Task description: Write out each entry, exactly the way it appears.

Data:
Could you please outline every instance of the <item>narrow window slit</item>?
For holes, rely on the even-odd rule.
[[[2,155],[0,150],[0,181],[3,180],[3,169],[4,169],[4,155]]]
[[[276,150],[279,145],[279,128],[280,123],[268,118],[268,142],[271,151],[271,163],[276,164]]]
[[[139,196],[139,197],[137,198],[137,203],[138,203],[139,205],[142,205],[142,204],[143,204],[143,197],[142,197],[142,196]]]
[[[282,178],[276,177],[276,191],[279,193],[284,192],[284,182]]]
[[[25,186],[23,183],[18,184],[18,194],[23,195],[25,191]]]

Answer for this exercise:
Could you please outline every instance of the <item>narrow window slit</item>?
For holes, rely on the even-odd rule.
[[[2,155],[0,150],[0,181],[3,180],[3,169],[4,169],[4,155]]]
[[[276,150],[279,145],[279,128],[280,123],[268,118],[268,142],[271,151],[271,163],[276,164]]]
[[[139,196],[139,197],[137,198],[137,203],[138,203],[139,205],[142,205],[142,204],[143,204],[143,197],[142,197],[142,196]]]
[[[282,178],[276,177],[276,191],[279,193],[284,192],[284,182]]]
[[[25,186],[23,183],[18,184],[18,194],[23,195],[25,191]]]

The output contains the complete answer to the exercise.